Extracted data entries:
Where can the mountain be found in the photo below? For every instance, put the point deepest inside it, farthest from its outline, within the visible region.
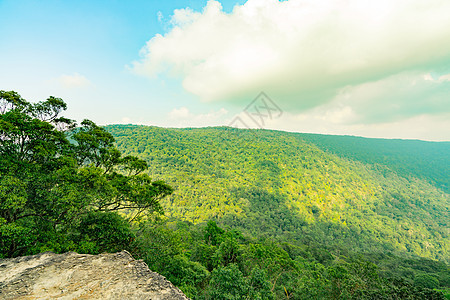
(346, 193)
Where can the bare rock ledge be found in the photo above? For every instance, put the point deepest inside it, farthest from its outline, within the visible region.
(82, 276)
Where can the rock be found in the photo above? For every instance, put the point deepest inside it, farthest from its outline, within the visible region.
(82, 276)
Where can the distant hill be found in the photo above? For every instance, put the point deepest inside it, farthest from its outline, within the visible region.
(425, 160)
(367, 195)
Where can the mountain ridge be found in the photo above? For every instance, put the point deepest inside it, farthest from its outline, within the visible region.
(231, 174)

> Exercise directions
Can you change "instance" to "occurrence" in the listing, from the line containing "Where can the rock" through the end of the listing? Give back only those lines, with nothing else altered.

> Output below
Where can the rock be found in the photo above? For every occurrence, put the point deepest inside it, farthest from its outline, within the visible region.
(82, 276)
Where can the distant hill be found in the photo above? For every occurrence, put the point deepest inside it, farthest from its outline, within the visible region.
(425, 160)
(367, 195)
Where can the mountain ridge be found in the photo above? For every occurrence, put the point deepest inside it, farthest from its outline, within the visible region.
(231, 174)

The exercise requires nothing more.